*TASK DESCRIPTION*:
Without including any pictures, write out all the records word for word.

*GIVEN INFORMATION*:
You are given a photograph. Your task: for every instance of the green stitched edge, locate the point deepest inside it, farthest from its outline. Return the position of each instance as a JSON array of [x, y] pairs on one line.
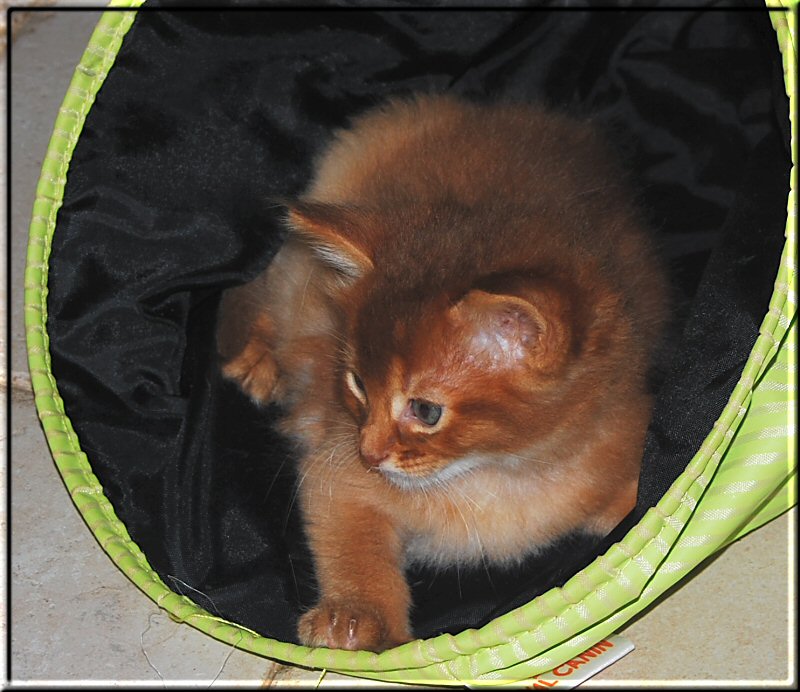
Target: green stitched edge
[[687, 524]]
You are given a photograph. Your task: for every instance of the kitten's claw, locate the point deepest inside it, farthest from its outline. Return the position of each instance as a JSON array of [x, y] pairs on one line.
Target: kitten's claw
[[338, 625]]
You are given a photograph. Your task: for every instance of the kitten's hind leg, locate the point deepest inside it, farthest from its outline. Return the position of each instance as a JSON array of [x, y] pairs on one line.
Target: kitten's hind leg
[[254, 369], [245, 336]]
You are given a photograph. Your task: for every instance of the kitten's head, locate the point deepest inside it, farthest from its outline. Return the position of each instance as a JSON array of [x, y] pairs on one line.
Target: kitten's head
[[444, 375]]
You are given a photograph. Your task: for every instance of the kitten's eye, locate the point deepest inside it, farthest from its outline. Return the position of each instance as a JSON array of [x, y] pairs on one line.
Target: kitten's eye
[[426, 412], [356, 386]]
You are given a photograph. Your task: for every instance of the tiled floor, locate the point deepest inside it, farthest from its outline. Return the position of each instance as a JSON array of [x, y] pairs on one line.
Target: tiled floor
[[75, 617]]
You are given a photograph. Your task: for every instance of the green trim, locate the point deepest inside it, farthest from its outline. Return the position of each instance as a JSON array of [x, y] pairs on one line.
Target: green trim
[[742, 476]]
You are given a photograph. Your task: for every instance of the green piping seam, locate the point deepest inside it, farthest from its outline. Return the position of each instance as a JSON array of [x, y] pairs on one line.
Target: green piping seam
[[742, 476]]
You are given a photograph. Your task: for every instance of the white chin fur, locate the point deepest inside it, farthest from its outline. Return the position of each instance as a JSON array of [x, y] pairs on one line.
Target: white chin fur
[[406, 481]]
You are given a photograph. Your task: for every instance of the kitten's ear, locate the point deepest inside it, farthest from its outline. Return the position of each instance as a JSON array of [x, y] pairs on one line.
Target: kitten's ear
[[515, 330], [335, 233]]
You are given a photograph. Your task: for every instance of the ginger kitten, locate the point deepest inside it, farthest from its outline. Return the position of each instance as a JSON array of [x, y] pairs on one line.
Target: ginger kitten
[[458, 327]]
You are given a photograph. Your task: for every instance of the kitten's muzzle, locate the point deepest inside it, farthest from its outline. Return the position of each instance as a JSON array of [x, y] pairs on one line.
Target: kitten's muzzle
[[373, 459]]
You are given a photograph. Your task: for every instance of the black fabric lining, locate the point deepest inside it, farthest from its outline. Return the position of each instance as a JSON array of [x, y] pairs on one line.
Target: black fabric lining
[[205, 115]]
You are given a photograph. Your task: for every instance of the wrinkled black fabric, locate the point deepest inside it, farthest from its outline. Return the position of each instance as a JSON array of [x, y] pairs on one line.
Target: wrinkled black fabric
[[206, 115]]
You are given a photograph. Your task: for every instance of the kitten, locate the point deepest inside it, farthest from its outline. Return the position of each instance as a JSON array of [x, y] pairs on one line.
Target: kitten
[[459, 327]]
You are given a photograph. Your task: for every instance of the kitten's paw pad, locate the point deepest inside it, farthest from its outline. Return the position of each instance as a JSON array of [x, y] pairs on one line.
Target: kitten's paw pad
[[254, 370], [337, 625]]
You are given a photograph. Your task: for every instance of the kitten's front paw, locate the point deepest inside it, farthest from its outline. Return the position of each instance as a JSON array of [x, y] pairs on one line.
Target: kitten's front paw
[[254, 370], [344, 625]]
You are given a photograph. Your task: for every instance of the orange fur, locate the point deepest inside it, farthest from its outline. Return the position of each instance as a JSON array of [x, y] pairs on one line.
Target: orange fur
[[459, 327]]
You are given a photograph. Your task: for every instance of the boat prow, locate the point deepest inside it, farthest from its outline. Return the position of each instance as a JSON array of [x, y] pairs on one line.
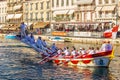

*RESPONSE TO THIS TASK*:
You are given a photograph. Your task: for every instance of the green stitched edge, locate the point deepest inside it, farthest from its outline. Return the position of each instance as a JSON array of [x, y] pairs on one line.
Target: green stitched edge
[[687, 524]]
You are given a photograph. Your task: for every instance of the kitten's claw, locate the point deepest inside it, farthest from its outline. Return the position of each instance as a JSON array of [x, y] pairs on one line.
Target: kitten's claw
[[338, 625]]
You are given a photograph. Your task: for every instance of the kitten's hind leg, locate the point deepest inside it, farthest from its outline. Return the position of each instance as a JSON array of [x, y] pairs on one line.
Target: kitten's hind leg
[[254, 369], [245, 336]]
You are given a photograph. Your task: for every instance of the kitten's head, locate the point deepest inside it, farthest from its outline. Return the position of each instance as a JSON array of [x, y] pairs on one line.
Target: kitten's head
[[444, 375]]
You are given a photograph. Your task: for every instance of the kitten's eye, locate the point deepest inside it, farthest from its outline. Return the position of each instance as a JSON array of [x, y] pairs on one line.
Target: kitten's eye
[[426, 412], [356, 386]]
You are given a photograph. Your task: for every instance of the tiled floor, locate the point deepest inside it, farthest from its outline. Return the position of each instance as a JSON array of [x, y] pairs on one line.
Target: tiled floor
[[75, 617]]
You are given a photograph. Your task: for every instance of the green trim, locate the point deepest inside it, farthest from its outline. Return the position of each instance as a JSON array of [x, y] pairs on one line.
Target: green trim
[[742, 476]]
You are given a photograph. Your task: for every instance of the green piping seam, locate the point deepest inside it, farthest from its outline. Return the position of each instance as a JSON array of [x, y] pairs on one line.
Target: green piping seam
[[742, 476]]
You are given a photograph. Your task: for every instance of the white chin fur, locate the point deepest inside it, farthest from its outline. Return the position of each instance as a JSON array of [x, y] pairs on one line.
Target: white chin fur
[[406, 481]]
You are given a photograph. Your task: for every instance of the kitten's ear, locate the point deepest inside it, farthest from its outline. Return the position of each instance as a JSON array of [x, y] pairs on one line.
Target: kitten's ear
[[515, 330], [335, 233]]
You are given a photograph. Your task: for every instance of the ginger kitten, locate the point deepest inside it, farthest from its outline. Return the position of each instance as a JSON array of [x, y] pairs on one line.
Target: ginger kitten
[[458, 327]]
You are given a photograph. Your task: for every instance of the kitten's muzzle, locate the point deepest inside it, farthest from its outline. Return the position of each instance as a JSON array of [x, y] pairs on one line.
Target: kitten's muzzle
[[373, 459]]
You are given a photograph. Your task: for every instance of the black fabric lining, locate the point deepest inside it, farthest from its outline. Return the position of each instance as a JSON array of [x, y] pairs on one line.
Target: black fabric lining
[[205, 115]]
You are given a photograph. Your task: for every instance of the wrinkled black fabric, locate the point deepest inside it, farthest from its outline. Return the position of each instance as a JSON array of [x, y] pairs on one line.
Target: wrinkled black fabric
[[206, 115]]
You are given a photograph. Your task: for every instance of the kitten, locate the point deepest inside it, farthest from its outline. Return the position of each instance as a JSON array of [x, y] pairs on one line.
Target: kitten
[[459, 327]]
You are given a photograph. Your task: for every instance of the kitten's paw pad, locate the point deepest inside it, farthest from its outline. Return the position of each instance as a JSON array of [x, y] pairs on one line.
Target: kitten's paw pad
[[254, 370], [337, 625]]
You are given a photograph. Your task: for every instance of the kitten's front paw, locate the point deepest inside it, farthest from its outline. Return the position of each instance as a JSON array of [x, y] pairs on one line.
Target: kitten's front paw
[[254, 370], [344, 625]]
You are given a photograph. Your task: for every instance of the orange fur, locate the point deepest inside it, farthest from its outline. Return the position of each instance as a JSON array of [x, y] pairs on one line.
Target: orange fur
[[459, 327]]
You are given a photograph. Your task: for every instance of the boat prow, locate the point deepest inside it, farthest from its outline. Return the position of each instance as a JSON array of [x, y] pairs on one line.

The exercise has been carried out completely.